• [What is expected] Copy out the data below. Keep every word as it is.

• [Listed records]
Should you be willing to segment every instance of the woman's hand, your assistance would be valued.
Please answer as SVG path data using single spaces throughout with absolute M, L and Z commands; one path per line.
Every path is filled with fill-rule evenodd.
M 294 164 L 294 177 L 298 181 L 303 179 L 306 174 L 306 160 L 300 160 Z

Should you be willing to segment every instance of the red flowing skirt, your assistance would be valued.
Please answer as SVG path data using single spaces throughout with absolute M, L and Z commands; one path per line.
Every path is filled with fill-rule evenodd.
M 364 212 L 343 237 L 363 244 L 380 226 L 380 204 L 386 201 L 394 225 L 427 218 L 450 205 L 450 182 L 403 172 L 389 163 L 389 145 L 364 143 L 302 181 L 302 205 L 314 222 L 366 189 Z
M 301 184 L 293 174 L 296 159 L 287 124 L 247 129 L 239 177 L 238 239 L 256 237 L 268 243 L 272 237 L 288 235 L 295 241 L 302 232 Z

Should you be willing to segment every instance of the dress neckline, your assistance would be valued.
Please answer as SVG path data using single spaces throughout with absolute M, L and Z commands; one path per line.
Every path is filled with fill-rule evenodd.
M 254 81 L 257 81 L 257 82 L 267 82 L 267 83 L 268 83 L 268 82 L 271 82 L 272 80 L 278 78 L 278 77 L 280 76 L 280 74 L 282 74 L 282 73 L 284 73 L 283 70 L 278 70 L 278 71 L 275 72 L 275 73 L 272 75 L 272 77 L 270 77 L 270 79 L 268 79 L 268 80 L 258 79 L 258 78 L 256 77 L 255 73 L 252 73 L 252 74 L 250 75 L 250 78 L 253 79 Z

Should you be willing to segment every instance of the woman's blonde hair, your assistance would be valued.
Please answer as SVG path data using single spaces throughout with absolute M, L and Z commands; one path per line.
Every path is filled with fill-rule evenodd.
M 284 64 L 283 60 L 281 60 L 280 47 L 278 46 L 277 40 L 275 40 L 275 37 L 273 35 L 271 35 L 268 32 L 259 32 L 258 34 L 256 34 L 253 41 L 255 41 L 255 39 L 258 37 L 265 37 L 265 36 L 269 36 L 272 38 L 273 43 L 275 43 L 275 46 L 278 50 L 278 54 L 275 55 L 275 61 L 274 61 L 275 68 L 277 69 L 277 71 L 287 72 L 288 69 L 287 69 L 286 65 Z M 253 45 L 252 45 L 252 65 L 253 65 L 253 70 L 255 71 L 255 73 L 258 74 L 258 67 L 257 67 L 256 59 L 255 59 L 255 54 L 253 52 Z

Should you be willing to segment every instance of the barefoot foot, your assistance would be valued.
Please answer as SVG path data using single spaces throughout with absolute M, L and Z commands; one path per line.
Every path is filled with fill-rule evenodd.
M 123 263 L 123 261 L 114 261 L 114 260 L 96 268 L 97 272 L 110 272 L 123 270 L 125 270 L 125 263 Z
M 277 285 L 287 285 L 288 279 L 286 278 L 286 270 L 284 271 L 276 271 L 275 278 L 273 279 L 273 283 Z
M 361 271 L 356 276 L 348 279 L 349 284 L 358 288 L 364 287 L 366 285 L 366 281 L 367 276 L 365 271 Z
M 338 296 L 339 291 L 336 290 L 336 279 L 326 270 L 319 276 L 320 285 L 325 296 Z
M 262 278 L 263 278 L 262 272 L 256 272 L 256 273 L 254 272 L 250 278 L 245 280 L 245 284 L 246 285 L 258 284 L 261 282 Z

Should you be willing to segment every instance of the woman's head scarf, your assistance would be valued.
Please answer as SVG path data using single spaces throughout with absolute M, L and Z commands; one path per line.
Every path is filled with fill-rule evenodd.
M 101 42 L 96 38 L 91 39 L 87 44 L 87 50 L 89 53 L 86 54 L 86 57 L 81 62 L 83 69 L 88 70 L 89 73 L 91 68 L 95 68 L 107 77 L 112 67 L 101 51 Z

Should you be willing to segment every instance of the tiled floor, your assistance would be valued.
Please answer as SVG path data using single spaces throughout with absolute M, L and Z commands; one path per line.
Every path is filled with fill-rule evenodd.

• [Problem solution]
Should you be willing to segment every instance of the woman's hand, your assistance would be valued.
Please answer as SVG path data using single spaces throughout with absolute M, L and Z commands; one path per line.
Every path is filled with fill-rule evenodd.
M 294 164 L 294 177 L 298 181 L 303 179 L 306 174 L 306 160 L 300 160 Z

Should you be willing to segment every instance of the red flowing skirt, your assistance would be valued.
Please answer as SVG path data using single spaces throughout with absolute M, L and Z commands; one path per line.
Every path is filled with fill-rule evenodd.
M 364 212 L 343 237 L 363 244 L 380 226 L 380 204 L 386 201 L 394 225 L 427 218 L 450 205 L 450 182 L 403 172 L 389 163 L 389 145 L 364 143 L 302 181 L 302 205 L 314 222 L 366 189 Z
M 301 184 L 293 174 L 296 159 L 287 124 L 247 129 L 239 177 L 238 239 L 256 237 L 268 243 L 272 237 L 288 235 L 295 241 L 302 232 Z

Should you be willing to segment every instance of the dress neckline, your assistance would be valued.
Please answer as SVG path data using single spaces throughout with absolute M, L and Z commands; one path per line.
Every path is filled with fill-rule evenodd.
M 254 81 L 257 81 L 257 82 L 267 82 L 267 83 L 268 83 L 268 82 L 271 82 L 272 80 L 278 78 L 278 77 L 280 76 L 280 74 L 282 74 L 282 73 L 284 73 L 283 70 L 278 70 L 278 71 L 275 72 L 275 73 L 272 75 L 272 77 L 270 77 L 270 79 L 268 79 L 268 80 L 258 79 L 258 78 L 256 77 L 255 73 L 252 73 L 252 74 L 250 75 L 250 78 L 253 79 Z

Should you be willing to segment every instance of the woman's blonde hair, your assistance would be valued.
Please answer as SVG path data using single spaces throughout with absolute M, L and Z commands; one path per line.
Every path is filled with fill-rule evenodd.
M 284 64 L 283 60 L 281 60 L 280 47 L 278 46 L 277 40 L 275 40 L 275 37 L 273 35 L 271 35 L 268 32 L 259 32 L 258 34 L 256 34 L 253 41 L 255 41 L 255 39 L 258 37 L 265 37 L 265 36 L 269 36 L 272 38 L 273 43 L 275 43 L 275 46 L 278 50 L 278 54 L 275 55 L 275 61 L 274 61 L 275 68 L 277 69 L 277 71 L 287 72 L 288 69 L 287 69 L 286 65 Z M 253 45 L 252 45 L 252 65 L 253 65 L 253 70 L 255 71 L 255 73 L 258 74 L 258 67 L 257 67 L 256 59 L 255 59 L 255 54 L 253 52 Z

Should you be willing to segment every instance of the barefoot foot, your assistance would be valued.
Please answer as SVG path data using single spaces throughout with absolute M, L and Z commands; one path per line.
Every path is filled with fill-rule evenodd.
M 123 263 L 123 261 L 114 261 L 114 260 L 96 268 L 97 272 L 110 272 L 123 270 L 125 270 L 125 263 Z
M 277 285 L 287 285 L 288 279 L 286 278 L 286 270 L 284 271 L 276 271 L 275 278 L 273 279 L 273 283 Z
M 361 271 L 356 276 L 348 279 L 349 284 L 358 288 L 364 287 L 366 285 L 366 281 L 367 276 L 365 271 Z
M 338 296 L 339 291 L 336 290 L 336 279 L 326 270 L 319 276 L 320 285 L 325 296 Z
M 262 278 L 263 278 L 262 272 L 256 272 L 256 273 L 254 272 L 250 278 L 245 280 L 245 284 L 246 285 L 258 284 L 261 282 Z

Should you be willing to segment every instance of the woman's head scarf, your assistance would be valued.
Please answer as SVG path data using single spaces throughout with absolute M, L and Z commands; one path per line.
Every path is filled with fill-rule evenodd.
M 101 42 L 96 38 L 91 39 L 87 44 L 87 50 L 89 53 L 86 54 L 86 57 L 81 62 L 83 69 L 88 70 L 89 73 L 91 68 L 95 68 L 107 77 L 112 67 L 101 51 Z

Should you be willing to segment every instance of the tiled floor, your assistance would be valued.
Please answer as SVG path data using single spaces throughout with absolute M, L and Z commands; one path per line.
Every path is filled with fill-rule evenodd.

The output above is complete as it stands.